REQUIRED WORK:
Print exactly the lines from the one containing "of the blue" through the last line of the listing, both included.

STORED DATA:
——
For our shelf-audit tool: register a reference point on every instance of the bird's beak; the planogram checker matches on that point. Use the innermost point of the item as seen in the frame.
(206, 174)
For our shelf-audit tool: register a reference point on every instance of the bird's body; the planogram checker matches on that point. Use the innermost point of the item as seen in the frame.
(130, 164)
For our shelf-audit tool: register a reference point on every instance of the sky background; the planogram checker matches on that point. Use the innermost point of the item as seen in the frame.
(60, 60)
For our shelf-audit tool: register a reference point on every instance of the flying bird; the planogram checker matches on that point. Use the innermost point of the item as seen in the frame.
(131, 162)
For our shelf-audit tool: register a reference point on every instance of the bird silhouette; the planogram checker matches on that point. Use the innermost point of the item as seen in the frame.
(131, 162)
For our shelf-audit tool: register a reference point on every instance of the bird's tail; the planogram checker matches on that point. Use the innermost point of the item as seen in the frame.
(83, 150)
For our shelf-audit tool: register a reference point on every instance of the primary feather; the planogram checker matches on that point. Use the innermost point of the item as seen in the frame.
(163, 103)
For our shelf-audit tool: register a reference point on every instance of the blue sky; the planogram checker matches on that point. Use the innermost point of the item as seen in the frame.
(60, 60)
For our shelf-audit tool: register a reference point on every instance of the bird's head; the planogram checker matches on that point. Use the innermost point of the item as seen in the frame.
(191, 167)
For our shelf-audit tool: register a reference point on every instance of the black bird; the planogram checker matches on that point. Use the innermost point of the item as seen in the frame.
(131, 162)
——
THE REPLY:
For our shelf-audit tool: register a reference point on every instance of the blue sky; the planogram checker matches on that point. Use the innermost point of the item as seen in the frame.
(60, 60)
For our shelf-audit tool: register a reference point on every instance of the bird's head; the planogram checker matches on that point. Use the innermost point of the item as seen in the frame.
(191, 167)
For our shelf-audit tool: register a reference point on every instance of the black bird; the planogram checker matches on that point. Use the innermost point of the item as seen in the frame.
(131, 162)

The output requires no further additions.